Reproduce the news item about the mobile bone health research lab below in full, word for word.

Extract to read —
Segment Open

VANCOUVER – B.C. Healthy Living and Sport Minister Ida Chong has unveiled the Centre for Hip Health and Mobility mobile research lab, the first mobile facility of its kind in Canada. The lab is dedicated to generating a better understanding of mobility and bone health across the lifespan.
The mobile lab will travel to communities across the Lower Mainland and eventually other areas of the province, visiting senior, child, and adolescent health populations to collect information on mobility and bone health.
“In B.C., falls among seniors result in over 4,000 hip fractures annually and approximately 20 percent die within a year,” said Chong, who unveiled the research lab at an event at Vancouver General Hospital. “This mobile lab is an innovative way for us to meet the current and future needs of our aging population by providing information on the most effective solutions to prevent, detect and treat problems that affect bones and joints before they cause deterioration and damage.”
The unit cost around $500,000 including the truck and trailer, with an additional $500,000 to equip it. The mobile lab is funded by the Canada Foundation for Innovation’s (CFI) innovation fund, the British Columbia Knowledge Development Fund (BCKDF) and a number of private donors, including donors to the VGH & UBC Hospital Foundation, through a 40-40-20 split.

Segment Closed

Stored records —
Segment Open

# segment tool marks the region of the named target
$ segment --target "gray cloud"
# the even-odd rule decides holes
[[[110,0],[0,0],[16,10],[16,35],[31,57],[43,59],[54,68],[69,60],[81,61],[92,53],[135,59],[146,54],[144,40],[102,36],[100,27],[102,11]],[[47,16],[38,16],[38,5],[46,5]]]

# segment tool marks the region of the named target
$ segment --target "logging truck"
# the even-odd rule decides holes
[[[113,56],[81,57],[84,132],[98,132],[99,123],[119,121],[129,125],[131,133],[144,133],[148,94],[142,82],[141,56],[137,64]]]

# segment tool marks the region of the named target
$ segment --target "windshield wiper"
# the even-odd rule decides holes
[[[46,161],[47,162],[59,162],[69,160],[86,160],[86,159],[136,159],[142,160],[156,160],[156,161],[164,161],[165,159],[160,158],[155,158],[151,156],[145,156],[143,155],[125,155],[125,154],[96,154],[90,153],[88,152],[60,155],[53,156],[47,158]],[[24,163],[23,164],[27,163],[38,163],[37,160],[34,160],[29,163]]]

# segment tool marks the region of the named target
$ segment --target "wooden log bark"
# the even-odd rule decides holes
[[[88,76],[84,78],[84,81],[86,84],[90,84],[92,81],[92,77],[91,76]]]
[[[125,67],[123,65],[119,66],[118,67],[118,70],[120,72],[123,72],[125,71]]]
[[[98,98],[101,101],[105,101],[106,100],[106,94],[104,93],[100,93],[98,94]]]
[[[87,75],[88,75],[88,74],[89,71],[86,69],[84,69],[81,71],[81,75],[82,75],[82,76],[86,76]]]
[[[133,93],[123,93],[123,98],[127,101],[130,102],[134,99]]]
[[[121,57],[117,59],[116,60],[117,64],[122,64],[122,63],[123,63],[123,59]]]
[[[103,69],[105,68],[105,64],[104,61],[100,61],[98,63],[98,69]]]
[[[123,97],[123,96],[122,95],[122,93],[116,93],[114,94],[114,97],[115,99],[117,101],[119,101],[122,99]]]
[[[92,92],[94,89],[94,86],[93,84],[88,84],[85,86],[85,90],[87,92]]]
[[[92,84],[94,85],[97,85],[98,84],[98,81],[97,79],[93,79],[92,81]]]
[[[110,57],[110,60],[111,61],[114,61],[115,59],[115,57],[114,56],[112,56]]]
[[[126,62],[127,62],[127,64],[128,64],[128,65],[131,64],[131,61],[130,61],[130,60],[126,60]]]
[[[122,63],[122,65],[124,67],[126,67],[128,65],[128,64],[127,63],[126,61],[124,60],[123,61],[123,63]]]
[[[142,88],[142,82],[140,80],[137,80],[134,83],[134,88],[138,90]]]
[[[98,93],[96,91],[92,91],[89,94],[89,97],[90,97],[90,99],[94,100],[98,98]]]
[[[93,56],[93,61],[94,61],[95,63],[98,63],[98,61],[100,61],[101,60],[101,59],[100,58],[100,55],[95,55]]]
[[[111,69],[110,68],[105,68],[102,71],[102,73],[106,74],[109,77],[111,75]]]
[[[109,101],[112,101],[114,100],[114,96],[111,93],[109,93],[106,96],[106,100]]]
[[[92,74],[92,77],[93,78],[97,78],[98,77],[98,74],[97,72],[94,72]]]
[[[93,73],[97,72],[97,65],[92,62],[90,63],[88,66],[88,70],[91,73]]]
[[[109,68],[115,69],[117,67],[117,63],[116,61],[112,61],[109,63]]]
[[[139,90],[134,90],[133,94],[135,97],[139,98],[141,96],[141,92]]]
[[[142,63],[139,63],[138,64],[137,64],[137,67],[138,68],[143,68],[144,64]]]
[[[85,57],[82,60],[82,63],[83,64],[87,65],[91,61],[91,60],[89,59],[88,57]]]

Segment Closed

Task result —
VANCOUVER – B.C. Healthy Living and Sport Minister Ida Chong has unveiled the Centre for Hip Health and Mobility mobile research lab, the first mobile facility of its kind in Canada. The lab is dedicated to generating a better understanding of mobility and bone health across the lifespan.
The mobile lab will travel to communities across the Lower Mainland and eventually other areas of the province, visiting senior, child, and adolescent health populations to collect information on mobility and bone health.
“In B.C., falls among seniors result in over 4,000 hip fractures annually and approximately 20 percent die within a year,” said Chong, who unveiled the research lab at an event at Vancouver General Hospital. “This mobile lab is an innovative way for us to meet the current and future needs of our aging population by providing information on the most effective solutions to prevent, detect and treat problems that affect bones and joints before they cause deterioration and damage.”
The unit cost around $500,000 including the truck and trailer, with an additional $500,000 to equip it. The mobile lab is funded by the Canada Foundation for Innovation’s (CFI) innovation fund, the British Columbia Knowledge Development Fund (BCKDF) and a number of private donors, including donors to the VGH & UBC Hospital Foundation, through a 40-40-20 split.